> _TEXT SEGMENT_:
|---|

# Looking for a replacement "Pen" for Brother Mylar Patterns, can anyone help?



## der_fisherman (Jul 26, 2014)

I am looking for a "Pen" or "Pencil" that I can use to mark patterns onto the Mylar sheets for a Brother 910 (and some others). It has to be easily removable to allow reusing of the sheets.

I cannot find a good supplier of original Brother ones, and they are very expensive when available here. It should have a gold case at the prices they sometimes want.....

Guessing only, the original pens are black "Wax" type! Is that correct? Or are they something else? I have never even seen one!!

I thought of trying a white-board, water based (erasable!) Black felt tipped pens. 

Has anyone here tried them?

Are there any other suggestions? 

I just need them occasionally to allow testing of machines before selling, to show the buyer that everything is working as it should......

Thanks in advance for any help offered.

regards

Andy


----------



## roseknit (Apr 2, 2011)

I use a washable marker


----------



## MaryAnneCutler (Jul 31, 2013)

For use on Silver Reed, a very soft lead pencil. Available at Artist supply stores. It is erasible for re using the mylar.


----------



## jaysclark (Jan 26, 2013)

BSK in UK do a pencil for marking Brother Mylar pattern sheets


----------



## KateWood (Apr 30, 2011)

roseknit said:


> I use a washable marker


Your White Board dry erase markers work on the Brother stitch pattern mylars? 
Be sure and buy the ones that state the erase easily with water. Someone bought a set and they required a special spray that I think she said was supplied and the marks didn't come off clean.


----------



## der_fisherman (Jul 26, 2014)

Many thanks for all replies. I think I will try the white board markers first....

Regards

Andy


----------



## jaysclark (Jan 26, 2013)

Many people call the Knitleader sheet, a Mylar sheet and they use washable felt tips.

The Mylar pattern sheets for Brother electronics need to have a Matt black finish to be properly read


----------



## ksojerio (Aug 2, 2011)

I use a water soluble, fine point marker on my mylar sheets.


----------



## der_fisherman (Jul 26, 2014)

Thanks again.

Please keep the tips coming.

Andy


----------



## GinB (Sep 2, 2012)

Someone posted a topic on 04/02/15 asking about pens for mylars. You can find some options listed there:

http://www.knittingparadise.com/t-329547-1.html#7135350


----------



## macde (Aug 26, 2011)

|---|

> _ITEMS_:

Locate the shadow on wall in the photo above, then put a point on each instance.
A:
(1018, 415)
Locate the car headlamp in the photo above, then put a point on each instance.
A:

|---|

> _TASK SET_:
[A] Translate this sentence from the Mylar pen thread above into Spanish: "I use a water soluble, fine point marker on my mylar sheets."
[B] Carry on the forum thread about pens for marking Brother Mylar pattern sheets, picking up after its final line.

> _OUTPUTS IN ORDER_:
[A] Uso un marcador de punta fina soluble en agua en mis hojas de mylar.

[B]
I use Crayola washable fine line markers. Washes off easily with a bit of spray cleaner (Green) on a paper towel. The dry erasers (at least the ones I tried) were permanent on the mylar.


----------



## gsbyrge (Jul 12, 2011)

On the same subject, anyone have a source for the mylar sheets?


----------



## randiejg (Oct 29, 2011)

Andy, I think you might want to clarify whether you are asking about the sheets for the Knitleader, or the sheet that is filled in with small black rectangles for the stitch pattern reader on the 910.

It sounds as if most of the suggestions about using dry erase markers are for the Knitleader sheets.

For the stitch pattern sheets, I've used pencils used for architectural drawings on mylar, and also the Black Prismacolor art pencil. Some larger art stores sell the Prismacolor pencils individually by color, so you only need to buy what you need and not a set.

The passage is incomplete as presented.